> **REQUIRED ACTIONS**
[a] List every Python library that the commands in the text on testing CUDA support import.
[b] Answer these questions from the text on testing CUDA support, one per line:
(i) Which compilation does the command starting with "CUDA_VISIBLE_DEVICES=" fail without?
(ii) What value of N does the deployment test use?
(iii) What value does the bool showing whether CUDA is already initialised usually have?
[c] Write the next part of the text on testing CUDA support, picking up after its last sentence.

> **SOURCE DOCUMENT**
** start **

Here are some commands to test for CUDA support:

python3 -c 'import tensorflow as tf; print(tf.test.is_built_with_cuda(), tf.config.list_physical_devices("GPU"))'
  # Show if TensorFlow supports CUDA and a list of found GPU Devices
python3 -c 'import tensorflow as tf; tf.function(lambda x: x, jit_compile=True)(1.0)'
  # Fails if TensorFlow does not support compilation with XLA
CUDA_VISIBLE_DEVICES= python3 -c 'import tensorflow as tf; tf.function(lambda x: x, jit_compile=True)(1.0)'
  # Fails if TensorFlow does not support compilation with XLA on CPU

python3 -c 'import torch; print(torch.version.cuda, torch.cuda.is_available(), torch.backends.cudnn.enabled, torch.backends.cudnn.version(), torch.cuda.is_initialized())'
  # Show the CUDA version supported by PyTorch, a bool if CUDA works,
  # a bool if cudnn works, the cudnn version,
  # and a bool if CUDA is already initialised (which is usually False)

python3 -c 'import jax; print(jax.devices(), jax.devices()[0].device_kind)'
  # Fails if JAX cannot find a GPU; otherwise, it lists the available GPUs
  # and shows the name of the first GPU
  # Set the TF_CPP_MIN_LOG_LEVEL=0 environment variable for more information

The deployment test uses N=101, which is very small, so VEGAS executes warmups without points. This leads to the Cannot update the VEGASMap. warnings, which show that the VEGASMap updates do not work in the warmup.

** end **

[Detection examples]

** start **

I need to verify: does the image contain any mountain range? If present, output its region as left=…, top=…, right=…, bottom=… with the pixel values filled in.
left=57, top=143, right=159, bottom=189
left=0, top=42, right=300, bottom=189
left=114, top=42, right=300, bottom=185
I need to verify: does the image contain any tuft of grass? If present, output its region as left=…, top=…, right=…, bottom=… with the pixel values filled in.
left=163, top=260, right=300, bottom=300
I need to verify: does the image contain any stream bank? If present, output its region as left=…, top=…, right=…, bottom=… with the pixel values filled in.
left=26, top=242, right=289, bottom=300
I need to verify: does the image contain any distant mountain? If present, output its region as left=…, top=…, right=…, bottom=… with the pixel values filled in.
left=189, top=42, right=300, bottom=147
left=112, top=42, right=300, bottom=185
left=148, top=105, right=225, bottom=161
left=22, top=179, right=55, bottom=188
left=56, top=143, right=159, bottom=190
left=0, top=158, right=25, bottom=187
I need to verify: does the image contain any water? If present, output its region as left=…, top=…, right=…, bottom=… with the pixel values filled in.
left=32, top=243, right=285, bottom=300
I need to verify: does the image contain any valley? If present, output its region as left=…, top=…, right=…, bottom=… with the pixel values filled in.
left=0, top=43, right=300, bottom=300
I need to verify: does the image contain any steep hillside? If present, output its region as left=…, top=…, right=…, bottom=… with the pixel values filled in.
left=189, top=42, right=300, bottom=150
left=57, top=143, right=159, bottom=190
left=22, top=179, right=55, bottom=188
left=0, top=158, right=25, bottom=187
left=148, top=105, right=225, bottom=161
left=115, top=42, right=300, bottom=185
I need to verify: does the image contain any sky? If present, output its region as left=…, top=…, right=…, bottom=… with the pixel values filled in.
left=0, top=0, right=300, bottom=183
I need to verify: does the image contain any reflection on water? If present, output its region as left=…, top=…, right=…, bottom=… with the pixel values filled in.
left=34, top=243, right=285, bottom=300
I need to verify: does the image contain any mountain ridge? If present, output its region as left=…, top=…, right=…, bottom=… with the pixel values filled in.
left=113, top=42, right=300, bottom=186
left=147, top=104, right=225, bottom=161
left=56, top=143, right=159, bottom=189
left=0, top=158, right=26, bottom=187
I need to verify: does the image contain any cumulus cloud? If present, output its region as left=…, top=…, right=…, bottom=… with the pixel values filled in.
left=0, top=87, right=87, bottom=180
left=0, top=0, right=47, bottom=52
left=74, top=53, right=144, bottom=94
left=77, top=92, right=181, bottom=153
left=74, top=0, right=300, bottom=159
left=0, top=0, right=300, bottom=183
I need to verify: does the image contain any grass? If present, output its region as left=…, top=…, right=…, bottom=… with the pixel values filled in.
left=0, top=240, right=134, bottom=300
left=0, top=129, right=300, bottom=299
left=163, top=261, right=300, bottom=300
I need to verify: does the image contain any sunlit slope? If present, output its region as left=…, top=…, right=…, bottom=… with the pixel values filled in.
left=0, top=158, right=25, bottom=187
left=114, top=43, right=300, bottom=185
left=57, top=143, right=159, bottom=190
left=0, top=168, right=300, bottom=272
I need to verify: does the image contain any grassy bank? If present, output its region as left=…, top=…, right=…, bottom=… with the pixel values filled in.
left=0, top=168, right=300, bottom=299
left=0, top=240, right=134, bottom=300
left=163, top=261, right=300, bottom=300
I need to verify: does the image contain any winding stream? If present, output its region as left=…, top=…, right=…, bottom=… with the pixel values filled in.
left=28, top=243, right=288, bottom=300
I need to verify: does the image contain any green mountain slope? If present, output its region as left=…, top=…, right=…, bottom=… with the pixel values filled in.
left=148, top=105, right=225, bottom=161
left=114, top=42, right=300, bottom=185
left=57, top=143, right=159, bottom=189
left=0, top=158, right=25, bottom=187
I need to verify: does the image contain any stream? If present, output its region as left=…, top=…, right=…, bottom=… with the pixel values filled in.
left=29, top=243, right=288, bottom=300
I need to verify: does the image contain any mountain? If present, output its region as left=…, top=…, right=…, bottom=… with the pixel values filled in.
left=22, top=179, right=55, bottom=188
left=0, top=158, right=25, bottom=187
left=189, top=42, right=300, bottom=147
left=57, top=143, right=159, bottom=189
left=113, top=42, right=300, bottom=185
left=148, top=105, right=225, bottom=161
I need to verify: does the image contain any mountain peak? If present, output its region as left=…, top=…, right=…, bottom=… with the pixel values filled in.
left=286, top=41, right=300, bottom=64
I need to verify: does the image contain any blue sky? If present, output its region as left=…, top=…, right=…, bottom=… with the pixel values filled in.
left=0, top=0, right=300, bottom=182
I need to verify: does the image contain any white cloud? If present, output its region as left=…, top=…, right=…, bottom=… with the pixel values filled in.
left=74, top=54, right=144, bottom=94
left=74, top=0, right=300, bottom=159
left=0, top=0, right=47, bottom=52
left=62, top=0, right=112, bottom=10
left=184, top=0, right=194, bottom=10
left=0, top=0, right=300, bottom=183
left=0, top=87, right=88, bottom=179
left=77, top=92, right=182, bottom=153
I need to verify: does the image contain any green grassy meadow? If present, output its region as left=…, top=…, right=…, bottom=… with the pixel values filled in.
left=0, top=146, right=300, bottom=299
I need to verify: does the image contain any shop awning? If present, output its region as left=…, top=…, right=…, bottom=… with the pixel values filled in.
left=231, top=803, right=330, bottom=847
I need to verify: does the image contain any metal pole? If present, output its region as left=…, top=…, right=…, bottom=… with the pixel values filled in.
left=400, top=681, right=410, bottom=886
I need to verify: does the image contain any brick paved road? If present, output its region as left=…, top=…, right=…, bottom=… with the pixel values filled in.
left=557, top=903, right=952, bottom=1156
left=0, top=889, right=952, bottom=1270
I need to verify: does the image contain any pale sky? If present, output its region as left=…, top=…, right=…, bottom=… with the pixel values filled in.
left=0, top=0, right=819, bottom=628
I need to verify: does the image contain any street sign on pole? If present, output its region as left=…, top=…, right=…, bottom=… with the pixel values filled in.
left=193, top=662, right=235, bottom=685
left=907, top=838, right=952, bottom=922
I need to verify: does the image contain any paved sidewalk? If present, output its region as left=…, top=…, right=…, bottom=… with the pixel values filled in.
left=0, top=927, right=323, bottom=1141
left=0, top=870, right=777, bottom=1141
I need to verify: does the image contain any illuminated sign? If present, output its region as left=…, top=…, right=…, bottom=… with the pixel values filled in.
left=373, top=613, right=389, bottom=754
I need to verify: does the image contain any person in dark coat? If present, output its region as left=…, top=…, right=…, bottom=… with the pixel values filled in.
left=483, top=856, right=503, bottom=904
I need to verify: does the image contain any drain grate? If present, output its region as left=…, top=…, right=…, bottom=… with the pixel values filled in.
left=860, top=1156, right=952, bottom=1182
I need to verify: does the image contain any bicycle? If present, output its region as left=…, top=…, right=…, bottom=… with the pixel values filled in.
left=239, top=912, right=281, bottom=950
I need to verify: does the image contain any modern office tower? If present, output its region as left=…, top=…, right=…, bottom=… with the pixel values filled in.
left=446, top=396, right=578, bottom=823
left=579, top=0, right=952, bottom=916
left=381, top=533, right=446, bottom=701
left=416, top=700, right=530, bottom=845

** end **

> **ANSWERS BELOW**
[a] tensorflow, torch, jax

[b]
(i) Compilation with XLA on CPU
(ii) 101
(iii) False

[c]
The cryptic error message appears because TensorFlow's NumPy behaviour is not enabled.
With an additional set_up_backend("tensorflow"), it should instead show an error for some_function, which executes JAX functions on TensorFlow tensors.
Inferring the backend from the some_function function is difficult and a user may intentionally use different backends at once (e.g. NumPy and PyTorch), so I don't think it is easily possible to check if a user accidentally used a wrong backend argument.

Instead of the backend argument, the user can also set the integration_domain to a backend-specific tensor, in which case backend is ignored.
If backend is omitted and integration_domain is a list, the backend defaults to "torch" for backwards compatibility. I think it should be possible to change this default backend to the latest string passed to set_up_backend.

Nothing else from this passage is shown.